■ **Dataset content**
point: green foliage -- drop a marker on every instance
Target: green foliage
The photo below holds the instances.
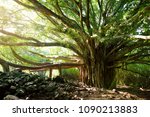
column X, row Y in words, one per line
column 71, row 74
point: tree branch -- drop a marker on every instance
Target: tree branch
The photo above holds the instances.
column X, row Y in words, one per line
column 18, row 36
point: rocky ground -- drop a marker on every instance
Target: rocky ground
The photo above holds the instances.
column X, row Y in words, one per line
column 20, row 85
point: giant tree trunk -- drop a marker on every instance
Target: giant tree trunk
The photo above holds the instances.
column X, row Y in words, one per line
column 99, row 73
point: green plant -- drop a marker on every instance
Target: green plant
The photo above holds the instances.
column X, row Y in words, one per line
column 71, row 74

■ **Your task**
Write the listing above out again exactly, dropping each image.

■ **Task response**
point: green foliage -- drop a marker on every instance
Target: green foliage
The photo below holds the instances.
column X, row Y in words, one per line
column 71, row 74
point: tree branch -- drop a marker on every instance
Target: tree branch
The photo above holds the instances.
column X, row Y in words, one per line
column 18, row 36
point: rocky ground -- drop a marker on every instance
Target: rocky ground
The photo above holds the instances.
column X, row Y in words, one per line
column 20, row 85
point: giant tree trunk -- drop a marker on every instance
Target: giant tree trunk
The photo above holds the instances.
column X, row Y in words, one per line
column 99, row 73
point: green plant -- drop a marker on every instance
Target: green plant
The photo above holds the instances.
column X, row Y in words, one per line
column 71, row 74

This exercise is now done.